WORK TO COMPLETE ::
How many lines of the material below contain the string "police"? Answer with the number and nothing else.

DATA SUPPLIED ::
=== Begin Enclosure ===
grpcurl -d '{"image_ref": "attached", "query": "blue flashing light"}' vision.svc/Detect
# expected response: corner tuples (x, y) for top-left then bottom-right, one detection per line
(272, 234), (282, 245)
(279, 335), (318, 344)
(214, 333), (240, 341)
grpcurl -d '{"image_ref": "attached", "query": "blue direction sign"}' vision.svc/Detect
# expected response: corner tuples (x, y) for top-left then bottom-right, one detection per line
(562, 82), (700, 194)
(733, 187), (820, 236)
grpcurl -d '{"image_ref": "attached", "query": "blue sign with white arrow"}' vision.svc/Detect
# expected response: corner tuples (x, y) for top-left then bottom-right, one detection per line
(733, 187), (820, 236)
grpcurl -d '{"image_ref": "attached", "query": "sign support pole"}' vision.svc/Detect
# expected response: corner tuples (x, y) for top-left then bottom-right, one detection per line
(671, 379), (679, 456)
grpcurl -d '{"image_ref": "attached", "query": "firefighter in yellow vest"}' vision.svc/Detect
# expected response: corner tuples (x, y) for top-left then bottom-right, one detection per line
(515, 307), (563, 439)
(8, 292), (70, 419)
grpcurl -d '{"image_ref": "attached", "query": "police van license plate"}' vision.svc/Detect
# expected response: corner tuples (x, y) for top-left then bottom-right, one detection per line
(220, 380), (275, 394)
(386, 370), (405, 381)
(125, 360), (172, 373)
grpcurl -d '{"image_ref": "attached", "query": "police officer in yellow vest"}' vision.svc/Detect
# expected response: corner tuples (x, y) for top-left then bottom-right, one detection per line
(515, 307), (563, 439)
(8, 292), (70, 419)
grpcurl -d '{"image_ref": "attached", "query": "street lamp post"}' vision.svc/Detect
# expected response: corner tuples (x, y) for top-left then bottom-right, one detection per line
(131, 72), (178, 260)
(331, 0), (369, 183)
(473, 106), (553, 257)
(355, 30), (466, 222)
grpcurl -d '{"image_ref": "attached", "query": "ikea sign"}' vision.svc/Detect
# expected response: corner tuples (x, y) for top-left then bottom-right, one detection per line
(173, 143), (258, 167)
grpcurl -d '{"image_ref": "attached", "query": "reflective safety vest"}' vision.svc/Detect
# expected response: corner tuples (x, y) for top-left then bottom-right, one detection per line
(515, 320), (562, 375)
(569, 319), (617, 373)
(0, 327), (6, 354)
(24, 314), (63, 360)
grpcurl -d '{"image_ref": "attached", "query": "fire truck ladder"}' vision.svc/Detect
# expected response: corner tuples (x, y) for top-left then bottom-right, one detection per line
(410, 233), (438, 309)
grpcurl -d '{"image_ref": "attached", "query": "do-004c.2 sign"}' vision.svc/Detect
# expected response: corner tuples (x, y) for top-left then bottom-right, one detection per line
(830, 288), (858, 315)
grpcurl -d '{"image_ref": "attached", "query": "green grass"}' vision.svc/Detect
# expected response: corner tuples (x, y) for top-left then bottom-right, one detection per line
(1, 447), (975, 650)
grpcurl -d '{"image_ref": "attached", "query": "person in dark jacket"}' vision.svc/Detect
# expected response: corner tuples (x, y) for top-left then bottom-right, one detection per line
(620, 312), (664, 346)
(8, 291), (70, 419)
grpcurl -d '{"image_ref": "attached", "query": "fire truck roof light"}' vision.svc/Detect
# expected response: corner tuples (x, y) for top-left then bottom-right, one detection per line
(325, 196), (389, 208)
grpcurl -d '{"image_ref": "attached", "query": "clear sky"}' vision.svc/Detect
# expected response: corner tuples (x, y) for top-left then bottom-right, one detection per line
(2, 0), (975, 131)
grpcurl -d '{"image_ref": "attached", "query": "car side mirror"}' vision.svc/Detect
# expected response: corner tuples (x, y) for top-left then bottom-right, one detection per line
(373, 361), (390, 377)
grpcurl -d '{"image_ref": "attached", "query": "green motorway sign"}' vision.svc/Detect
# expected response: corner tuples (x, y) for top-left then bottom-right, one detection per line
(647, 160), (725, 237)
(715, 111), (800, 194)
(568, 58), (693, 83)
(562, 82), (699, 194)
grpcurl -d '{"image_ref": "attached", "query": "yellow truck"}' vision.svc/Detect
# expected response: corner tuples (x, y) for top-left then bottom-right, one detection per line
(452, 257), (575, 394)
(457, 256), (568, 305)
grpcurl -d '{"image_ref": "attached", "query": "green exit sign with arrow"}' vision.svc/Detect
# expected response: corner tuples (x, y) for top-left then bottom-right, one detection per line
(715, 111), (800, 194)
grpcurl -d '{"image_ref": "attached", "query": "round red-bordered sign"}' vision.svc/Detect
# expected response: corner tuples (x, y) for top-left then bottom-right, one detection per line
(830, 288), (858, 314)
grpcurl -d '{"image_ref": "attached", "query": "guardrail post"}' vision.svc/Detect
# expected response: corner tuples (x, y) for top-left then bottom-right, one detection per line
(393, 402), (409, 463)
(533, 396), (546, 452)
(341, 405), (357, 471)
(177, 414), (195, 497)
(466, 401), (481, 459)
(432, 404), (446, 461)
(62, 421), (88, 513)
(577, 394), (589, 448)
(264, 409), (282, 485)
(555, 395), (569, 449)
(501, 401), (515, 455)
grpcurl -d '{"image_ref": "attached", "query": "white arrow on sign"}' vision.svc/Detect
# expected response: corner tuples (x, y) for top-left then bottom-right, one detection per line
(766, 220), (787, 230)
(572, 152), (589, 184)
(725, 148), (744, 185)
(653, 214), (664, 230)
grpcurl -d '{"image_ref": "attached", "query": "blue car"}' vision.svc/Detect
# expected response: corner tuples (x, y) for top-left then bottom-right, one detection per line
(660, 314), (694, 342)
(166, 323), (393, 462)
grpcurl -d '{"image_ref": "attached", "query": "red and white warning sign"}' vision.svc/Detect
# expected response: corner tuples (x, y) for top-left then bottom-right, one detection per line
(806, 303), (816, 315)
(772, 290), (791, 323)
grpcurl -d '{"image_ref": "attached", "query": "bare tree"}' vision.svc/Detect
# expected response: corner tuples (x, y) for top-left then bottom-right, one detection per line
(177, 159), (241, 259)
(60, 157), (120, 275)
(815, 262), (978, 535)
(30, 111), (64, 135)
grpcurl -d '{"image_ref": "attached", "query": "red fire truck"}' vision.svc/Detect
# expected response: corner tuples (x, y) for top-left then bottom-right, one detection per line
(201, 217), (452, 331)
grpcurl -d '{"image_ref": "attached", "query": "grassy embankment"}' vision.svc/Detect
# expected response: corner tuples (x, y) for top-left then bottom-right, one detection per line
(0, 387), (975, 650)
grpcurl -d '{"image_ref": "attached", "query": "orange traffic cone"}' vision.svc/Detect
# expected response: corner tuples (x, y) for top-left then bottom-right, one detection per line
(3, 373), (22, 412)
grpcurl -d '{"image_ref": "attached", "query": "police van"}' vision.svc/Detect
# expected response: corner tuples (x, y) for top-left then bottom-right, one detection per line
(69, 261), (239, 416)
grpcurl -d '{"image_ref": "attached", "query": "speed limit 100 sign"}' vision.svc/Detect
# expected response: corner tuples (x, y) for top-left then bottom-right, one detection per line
=== End Enclosure ===
ANSWER BELOW ::
3